### Requirement
Shift the bounding-box coordinates in the records by adding 8 to each one, and reproduce every line with its request, starting at the line containing "Mark each white" and stopping after the line containing "294, 531, 314]]".

### Data provided
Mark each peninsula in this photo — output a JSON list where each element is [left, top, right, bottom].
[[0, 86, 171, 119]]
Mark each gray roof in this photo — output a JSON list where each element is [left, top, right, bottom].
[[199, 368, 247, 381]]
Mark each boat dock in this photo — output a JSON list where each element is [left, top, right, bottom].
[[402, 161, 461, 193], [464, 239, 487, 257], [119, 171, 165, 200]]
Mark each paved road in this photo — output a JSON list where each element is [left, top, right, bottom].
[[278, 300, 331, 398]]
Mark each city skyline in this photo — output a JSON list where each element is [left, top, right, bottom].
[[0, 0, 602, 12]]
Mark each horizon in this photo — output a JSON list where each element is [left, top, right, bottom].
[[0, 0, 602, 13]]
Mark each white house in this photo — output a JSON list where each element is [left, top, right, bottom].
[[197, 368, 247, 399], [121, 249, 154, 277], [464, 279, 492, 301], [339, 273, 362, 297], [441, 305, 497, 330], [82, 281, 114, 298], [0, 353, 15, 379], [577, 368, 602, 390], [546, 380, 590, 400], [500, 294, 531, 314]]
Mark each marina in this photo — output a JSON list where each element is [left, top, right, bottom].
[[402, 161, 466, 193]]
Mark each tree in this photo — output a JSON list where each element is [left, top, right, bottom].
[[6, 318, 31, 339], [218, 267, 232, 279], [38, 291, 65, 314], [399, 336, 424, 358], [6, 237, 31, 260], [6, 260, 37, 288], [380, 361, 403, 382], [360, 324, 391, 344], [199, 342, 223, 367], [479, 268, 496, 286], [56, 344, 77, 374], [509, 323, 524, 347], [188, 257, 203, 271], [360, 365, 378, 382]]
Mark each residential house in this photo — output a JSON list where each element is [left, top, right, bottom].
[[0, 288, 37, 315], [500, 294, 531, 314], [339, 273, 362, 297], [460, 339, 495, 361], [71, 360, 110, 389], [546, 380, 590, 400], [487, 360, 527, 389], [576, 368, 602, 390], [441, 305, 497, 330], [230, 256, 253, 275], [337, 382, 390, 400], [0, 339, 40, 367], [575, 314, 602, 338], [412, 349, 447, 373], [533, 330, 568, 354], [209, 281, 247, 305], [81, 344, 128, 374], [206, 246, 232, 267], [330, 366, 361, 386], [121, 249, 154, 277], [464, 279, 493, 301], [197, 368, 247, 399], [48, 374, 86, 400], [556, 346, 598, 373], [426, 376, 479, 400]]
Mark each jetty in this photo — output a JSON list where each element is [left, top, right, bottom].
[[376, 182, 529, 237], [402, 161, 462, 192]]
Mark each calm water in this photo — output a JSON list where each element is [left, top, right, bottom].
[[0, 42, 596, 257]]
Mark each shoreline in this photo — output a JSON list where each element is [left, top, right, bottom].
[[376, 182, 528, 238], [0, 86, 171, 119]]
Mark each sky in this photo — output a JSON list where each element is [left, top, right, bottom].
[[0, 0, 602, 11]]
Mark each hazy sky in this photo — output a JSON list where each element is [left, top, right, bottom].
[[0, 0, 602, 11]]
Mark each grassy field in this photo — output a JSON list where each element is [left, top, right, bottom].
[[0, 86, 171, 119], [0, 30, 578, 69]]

### Task response
Mark each white house in this photo — output a JSON list where each element is [left, top, right, bottom].
[[205, 376, 255, 407], [129, 257, 162, 285], [472, 287, 500, 309], [347, 281, 370, 305], [449, 313, 505, 338], [90, 289, 122, 306], [8, 361, 23, 387], [585, 376, 610, 398], [554, 388, 598, 408], [508, 302, 539, 322]]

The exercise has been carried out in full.